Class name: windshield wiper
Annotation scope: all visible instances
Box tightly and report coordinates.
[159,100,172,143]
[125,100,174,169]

* * *

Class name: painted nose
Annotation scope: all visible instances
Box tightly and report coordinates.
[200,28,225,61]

--

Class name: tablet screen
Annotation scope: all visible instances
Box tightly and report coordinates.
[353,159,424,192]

• _Given exercise_
Convert the records between the lines holding "Class name: windshield wiper" and "[125,100,174,169]", inclusive, into a two-column CSV with the headers text and answer. Use one row per record, wrap each field in double quotes, and replace line breaks with spaces.

• _Reply to the task_
text,answer
"Class name: windshield wiper Annotation scope: all visible instances Box tightly and report coordinates.","[159,100,172,143] [125,100,174,169]"